- [Dataset records]:

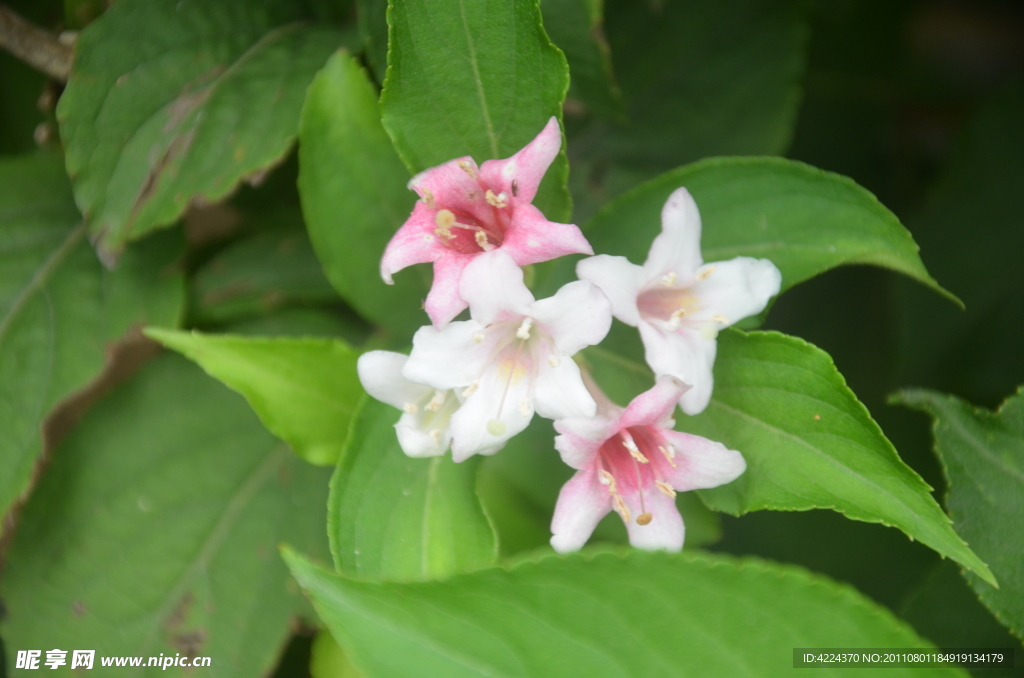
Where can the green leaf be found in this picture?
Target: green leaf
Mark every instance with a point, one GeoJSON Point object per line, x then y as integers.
{"type": "Point", "coordinates": [59, 308]}
{"type": "Point", "coordinates": [259, 274]}
{"type": "Point", "coordinates": [393, 517]}
{"type": "Point", "coordinates": [354, 197]}
{"type": "Point", "coordinates": [304, 390]}
{"type": "Point", "coordinates": [809, 442]}
{"type": "Point", "coordinates": [982, 456]}
{"type": "Point", "coordinates": [474, 78]}
{"type": "Point", "coordinates": [171, 101]}
{"type": "Point", "coordinates": [804, 219]}
{"type": "Point", "coordinates": [641, 613]}
{"type": "Point", "coordinates": [154, 530]}
{"type": "Point", "coordinates": [577, 28]}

- [Written instruction]: Format the entries as a two-column CSV with the headers input and output, one row per entry. Put each entry's text and its answer in their own quoted fields, replace line breaks with spaces, and leave out the pictures.

- [Task result]:
input,output
"Where can the green leaf be found in this picture? Target: green leaf Mark every instance with a point, one GeoJSON Point object per line, x then y as integers.","{""type"": ""Point"", ""coordinates"": [59, 308]} {""type"": ""Point"", ""coordinates"": [259, 274]} {""type"": ""Point"", ""coordinates"": [393, 517]} {""type"": ""Point"", ""coordinates"": [354, 197]} {""type"": ""Point"", ""coordinates"": [304, 390]} {""type"": ""Point"", ""coordinates"": [809, 442]} {""type"": ""Point"", ""coordinates"": [982, 456]} {""type"": ""Point"", ""coordinates"": [474, 78]} {""type"": ""Point"", ""coordinates"": [171, 101]} {""type"": ""Point"", ""coordinates"": [804, 219]} {""type"": ""Point"", ""coordinates"": [641, 613]} {""type"": ""Point"", ""coordinates"": [154, 530]} {""type"": ""Point"", ""coordinates"": [577, 28]}"